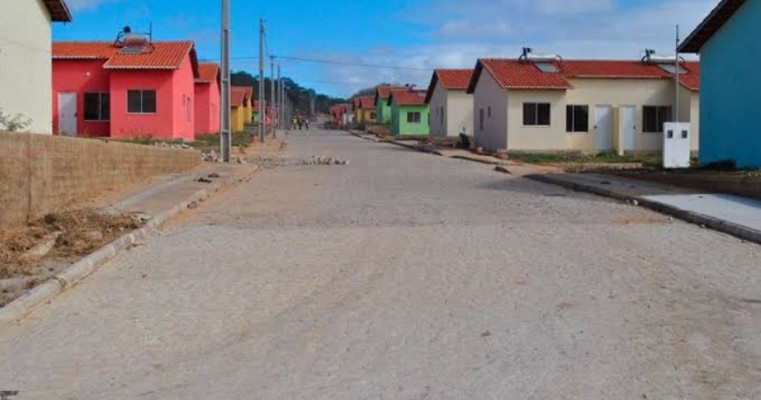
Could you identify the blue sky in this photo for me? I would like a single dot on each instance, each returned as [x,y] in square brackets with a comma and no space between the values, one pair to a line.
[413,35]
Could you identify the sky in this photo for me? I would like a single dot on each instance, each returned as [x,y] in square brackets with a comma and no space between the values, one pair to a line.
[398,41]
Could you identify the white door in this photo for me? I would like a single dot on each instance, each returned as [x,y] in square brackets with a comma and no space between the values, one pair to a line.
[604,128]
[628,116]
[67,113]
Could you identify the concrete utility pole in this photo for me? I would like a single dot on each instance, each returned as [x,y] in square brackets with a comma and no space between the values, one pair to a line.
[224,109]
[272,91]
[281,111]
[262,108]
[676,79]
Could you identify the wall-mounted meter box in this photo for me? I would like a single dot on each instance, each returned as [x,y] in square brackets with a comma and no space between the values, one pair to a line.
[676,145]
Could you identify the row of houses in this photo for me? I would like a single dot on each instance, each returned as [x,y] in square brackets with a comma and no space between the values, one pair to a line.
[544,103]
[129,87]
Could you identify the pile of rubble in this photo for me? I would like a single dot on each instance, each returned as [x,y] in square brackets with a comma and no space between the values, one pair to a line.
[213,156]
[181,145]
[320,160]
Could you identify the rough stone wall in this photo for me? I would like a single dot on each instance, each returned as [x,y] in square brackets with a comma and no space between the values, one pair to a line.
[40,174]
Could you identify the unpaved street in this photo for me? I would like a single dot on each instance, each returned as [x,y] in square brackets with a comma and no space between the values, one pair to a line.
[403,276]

☆ ☆ ☆

* Work to complete
Please retype the records above exactly, leaving every image out.

* Answer section
Could you identify the blue sky in this photo for me? I would like a single dot on each instance, each returned as [x,y] in square brackets with a comma and no space between the values, one pair to a line.
[413,35]
Could you identify the sky in this photo for me? I would like a single dot on each instance, each returned as [x,y] in square brackets with a comma and no space between the values, one pair to a line.
[398,41]
Could you identify the white door in this photo for me? I would like a single dot on each instance, each returned as [x,y] in square brackets with a comma and no space between the values, one pair to a line.
[604,128]
[628,116]
[67,113]
Could you identify the concrete utility pole in this photo for me? I would like a single dot on each instance, each returned as [x,y] in square brackets with a comma and no space between the values, one pair to a line.
[224,109]
[272,91]
[281,111]
[262,108]
[676,79]
Could you identify the wall-mounted meter box in this photo for me? I would like a single dot on each instance, each returned as [x,y] in square brackets with a comma and no space between the values, one pair to a line.
[676,145]
Could you identify the row of houses in this photo for me? I would like a single dot on each instance, each returned as [x,y] in square brackets with a comma and no space between the values, one pair to a line.
[544,103]
[129,87]
Could you identify the pile of rubble in this photo for me? I would like a single dot on each instance, each returned as [x,y] in square brackets with a comma and no space between the values, one pair to a line.
[213,156]
[181,145]
[320,160]
Could you identify the rough stone wall in this photo for me? I would like a single dot on each instance, each returned as [x,y] in square brackets with a comma and no space between the values, one pair to a line.
[40,174]
Could you identify the unpaved street in this photo for me? I would like a single dot on each instance, each returned as [x,y] in square brackets with a comma and no space between the values, one pair to a line.
[403,276]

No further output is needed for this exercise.